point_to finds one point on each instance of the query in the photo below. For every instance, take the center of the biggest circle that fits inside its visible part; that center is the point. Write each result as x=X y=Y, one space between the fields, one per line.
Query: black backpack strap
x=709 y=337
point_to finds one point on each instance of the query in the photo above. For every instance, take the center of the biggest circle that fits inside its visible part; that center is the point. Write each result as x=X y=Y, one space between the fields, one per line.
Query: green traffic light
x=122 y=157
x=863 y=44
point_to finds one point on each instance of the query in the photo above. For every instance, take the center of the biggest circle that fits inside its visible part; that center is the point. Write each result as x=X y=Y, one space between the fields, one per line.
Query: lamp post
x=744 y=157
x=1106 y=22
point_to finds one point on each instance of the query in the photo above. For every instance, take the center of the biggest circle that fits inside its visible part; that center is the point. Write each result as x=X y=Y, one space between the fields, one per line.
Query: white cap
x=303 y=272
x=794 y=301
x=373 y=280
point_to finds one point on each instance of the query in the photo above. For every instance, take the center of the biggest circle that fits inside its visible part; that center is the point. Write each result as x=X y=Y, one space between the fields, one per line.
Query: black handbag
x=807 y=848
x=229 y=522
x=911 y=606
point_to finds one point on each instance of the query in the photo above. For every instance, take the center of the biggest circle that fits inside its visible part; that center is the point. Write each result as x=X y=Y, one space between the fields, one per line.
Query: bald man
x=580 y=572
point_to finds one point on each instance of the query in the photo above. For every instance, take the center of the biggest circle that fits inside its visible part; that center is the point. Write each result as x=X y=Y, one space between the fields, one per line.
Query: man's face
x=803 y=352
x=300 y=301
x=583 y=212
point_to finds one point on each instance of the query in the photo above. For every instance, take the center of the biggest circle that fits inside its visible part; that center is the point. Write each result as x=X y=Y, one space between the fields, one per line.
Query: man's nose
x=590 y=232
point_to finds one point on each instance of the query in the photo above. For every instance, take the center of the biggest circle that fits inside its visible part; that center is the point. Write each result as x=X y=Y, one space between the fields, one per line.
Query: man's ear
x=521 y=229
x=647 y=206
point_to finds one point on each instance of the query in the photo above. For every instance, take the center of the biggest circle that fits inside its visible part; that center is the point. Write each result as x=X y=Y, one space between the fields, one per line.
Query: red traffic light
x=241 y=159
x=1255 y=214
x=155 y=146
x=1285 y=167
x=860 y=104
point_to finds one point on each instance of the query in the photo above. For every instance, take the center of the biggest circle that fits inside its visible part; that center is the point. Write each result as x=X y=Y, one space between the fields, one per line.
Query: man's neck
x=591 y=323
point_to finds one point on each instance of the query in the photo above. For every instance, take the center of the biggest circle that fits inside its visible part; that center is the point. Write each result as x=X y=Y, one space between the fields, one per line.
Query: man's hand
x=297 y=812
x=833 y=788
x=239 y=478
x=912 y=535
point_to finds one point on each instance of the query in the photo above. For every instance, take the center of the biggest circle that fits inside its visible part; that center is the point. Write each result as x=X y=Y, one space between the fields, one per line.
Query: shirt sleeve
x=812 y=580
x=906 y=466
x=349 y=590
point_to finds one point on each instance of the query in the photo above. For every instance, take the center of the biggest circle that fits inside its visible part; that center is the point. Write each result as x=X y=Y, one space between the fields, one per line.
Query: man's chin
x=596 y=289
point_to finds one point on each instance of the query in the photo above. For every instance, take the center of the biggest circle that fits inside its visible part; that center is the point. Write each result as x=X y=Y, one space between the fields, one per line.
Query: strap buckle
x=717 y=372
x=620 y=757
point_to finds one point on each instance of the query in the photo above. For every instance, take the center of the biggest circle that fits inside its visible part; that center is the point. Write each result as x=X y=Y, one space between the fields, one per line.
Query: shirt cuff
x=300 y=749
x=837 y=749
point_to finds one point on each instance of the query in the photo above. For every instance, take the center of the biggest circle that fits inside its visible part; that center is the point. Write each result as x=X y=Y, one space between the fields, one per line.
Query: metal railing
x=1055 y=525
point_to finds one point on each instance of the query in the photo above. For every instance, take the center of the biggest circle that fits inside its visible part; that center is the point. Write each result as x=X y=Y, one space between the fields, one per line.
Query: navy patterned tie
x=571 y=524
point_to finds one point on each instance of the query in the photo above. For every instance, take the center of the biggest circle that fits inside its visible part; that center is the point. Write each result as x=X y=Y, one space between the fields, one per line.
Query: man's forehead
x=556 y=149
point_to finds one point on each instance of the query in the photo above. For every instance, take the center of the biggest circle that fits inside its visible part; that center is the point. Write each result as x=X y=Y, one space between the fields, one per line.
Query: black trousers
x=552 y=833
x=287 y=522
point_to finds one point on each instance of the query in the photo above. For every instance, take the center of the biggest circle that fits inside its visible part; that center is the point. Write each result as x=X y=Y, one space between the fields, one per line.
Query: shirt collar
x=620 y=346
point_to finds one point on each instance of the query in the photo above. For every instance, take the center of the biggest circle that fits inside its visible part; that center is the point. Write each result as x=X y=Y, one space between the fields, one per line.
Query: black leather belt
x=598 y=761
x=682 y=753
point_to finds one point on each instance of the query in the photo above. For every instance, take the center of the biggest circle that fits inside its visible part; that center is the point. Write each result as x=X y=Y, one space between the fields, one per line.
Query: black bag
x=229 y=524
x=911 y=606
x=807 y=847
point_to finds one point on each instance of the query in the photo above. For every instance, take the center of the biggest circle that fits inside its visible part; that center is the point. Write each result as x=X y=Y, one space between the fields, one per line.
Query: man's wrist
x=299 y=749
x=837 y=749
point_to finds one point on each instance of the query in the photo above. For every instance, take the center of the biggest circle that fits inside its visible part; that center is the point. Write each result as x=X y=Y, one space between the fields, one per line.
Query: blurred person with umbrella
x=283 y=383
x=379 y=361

.....

_Exercise_
Would you write the material out again, exactly as given above?

_Task response_
point_to finds one point on each instance of the query in the photo below. For every instance, take the center of the biggest circle that fits inside its visible part; that center is the point. Write each result as x=X y=Y, one space between the fields, one per line.
Query: black backpack strap
x=709 y=337
point_to finds one point on each instance of the query in the photo above. For every instance, take the center of the biggest circle that fits inside its visible part; that center is the point. Write each result as x=X y=Y, one space between the fields, one per line.
Query: green traffic light
x=122 y=157
x=863 y=44
point_to finds one point on each instance of the query in the photo above. For every instance, take the center of the biggest circle that fits inside its visible part; that center is the point. Write each result as x=X y=Y, one space between the fields, one per line.
Query: lamp post
x=744 y=157
x=1106 y=22
point_to finds one point on each instance of the query in the photo above. For every instance, take the center of the biggest circle that fits inside its visible part; that center is the point. Write each result as x=X y=Y, one space between the fields, one per line.
Query: white cap
x=303 y=272
x=794 y=301
x=373 y=280
point_to finds one point on each instance of the query in the photo above. For every instance, take the center of the biggest circle that fits inside its visible part; that center is the point. Write each result as x=X y=Y, one space between the fields, one per line.
Query: black handbag
x=807 y=848
x=229 y=522
x=911 y=606
point_to finds one point on each instance of the query in the photo above. For every instance, take the center of the biggest circle that fits inside its visible part; that center is the point. Write each result as x=X y=Y, one space between the fields, one per line.
Query: bald man
x=580 y=572
point_to finds one point on each instance of the query in the photo above. For every instance, take the center of the biggest circle that fits inside its visible part; that center is the point. Write each result as x=X y=Y, one space between the fields, one per line.
Query: man's face
x=803 y=352
x=300 y=301
x=583 y=212
point_to finds one point on each instance of the query in the photo above. For every instance, take the center of the biggest circle that fits inside its visible part; that center is the point. Write each result as x=X y=Y, one space between the fields, one per line.
Query: man's nose
x=590 y=232
point_to finds one point on each instance of the query in the photo above. For every instance, take the center of the biggest circle that fits inside its visible part; that center is the point. Write each result as x=X y=Y, one space between the fields, one per line.
Query: man's ear
x=521 y=229
x=647 y=206
point_to finds one point on each instance of the query in the photo above. For every instance, take the center of the biggest circle that fits inside its visible part; that center is the point. Write each result as x=X y=Y, one space between the fields, one per line.
Query: red traffic light
x=241 y=159
x=1255 y=214
x=155 y=146
x=1285 y=167
x=860 y=104
point_to finds one point on each instance of the query in the photo above. For every instance, take the center of the biggest circle that fits inside its visible part; that center is the point. Write each result as x=X y=Y, one space between the fields, one per line.
Query: man's neck
x=591 y=323
point_to finds one point on each instance of the query in the photo above. For every instance, take the center of the biggest circle that fits inside its visible part; that center is the point. Write each result as x=X y=Y, one space between the fields, one per line.
Query: man's hand
x=297 y=812
x=833 y=788
x=239 y=478
x=912 y=535
point_to finds one point on each instance of the query in the photo above. For every instance, take the center of the biggest circle that fits inside its visible part; that center is the point. Write each result as x=X y=Y, one space between the fields, one per line.
Query: shirt sleeve
x=812 y=580
x=906 y=466
x=349 y=590
point_to finds one point on each instance of the query in the photo above. For every instance, take the center of the biggest circle that fits inside its visible part; that center is the point. Write each result as x=X y=Y, one space between the fields, one per line.
Query: man's chin
x=596 y=289
point_to finds one point on each instance of the query in the photo above. For every instance, take the center of the biggest circle that fits inside its visible part; that center is the point. Write each result as x=X y=Y, one space between the fields, one per line.
Query: strap buckle
x=717 y=372
x=620 y=757
point_to finds one point on each instance of the query in the photo above. For every instance, take the center of the biggest circle that fits inside its visible part; that center is the point. Write each result as x=X y=Y, one space between the fields, one per line.
Query: shirt cuff
x=300 y=749
x=837 y=749
point_to finds one point on each instance of the query in the photo above. For every instance, take the center of the biggest circle that fits inside its visible part; that center is the point. Write each result as x=X y=Y, one space between the fields, one per line.
Query: metal railing
x=1055 y=525
point_to finds one point on each instance of the query in the photo above. For every instance, take the center of the biggest circle that fits inside its visible part; that center is the point. Write each result as x=X y=Y, one space between the fields, one per line.
Query: navy patterned tie
x=571 y=524
point_to finds one point on each instance of the query in the photo above. For every instance, take the center of the biggest circle that fits inside its visible part; that center is the point. Write each result as x=X y=Y, one space between the fields, one per line.
Query: man's forehead
x=556 y=149
point_to finds one point on each instance of the query in the photo above. For every instance, take the center of the biggest circle that fits inside its visible part; that center is the point. Write each result as x=X y=Y, one space between the fields, one per line.
Query: black trousers
x=552 y=833
x=287 y=522
point_to finds one point on each instance of the query in the photo above. For every instance, take the center of the biggest circle that fits inside its visible part; that center is the point. Write each result as x=X y=Y, one space between the fields, one per line.
Query: shirt collar
x=620 y=346
point_to finds one point on each instance of the query in the photo above. For every instance, take the center of the biggest circle that fits inside its visible part; that center is the point. Write each result as x=X y=Y, one space between the fields, one per line.
Query: black leather belt
x=598 y=761
x=682 y=753
point_to finds one point on each instance of the query in the photo above. For every instance, take the center of the biggest circle that fits inside its visible part; that center is the point. Write each result as x=X y=Y, one space between the fields, one per line.
Query: black bag
x=229 y=524
x=911 y=606
x=807 y=847
point_to finds one point on each instance of the query in the photo above. For every instance, take the center of the biggest circle that fits inside its visible part; that center is the point. Write each result as x=X y=Y, one space between the fields, one per line.
Query: man's wrist
x=299 y=749
x=837 y=749
point_to finds one point on each instance of the query in the photo above. For every instance, take the center of the biggest circle that fits inside its visible part; that center is the point. Write each result as x=X y=Y, one space between the fields, one per line.
Query: blurred person with umbrella
x=283 y=383
x=379 y=361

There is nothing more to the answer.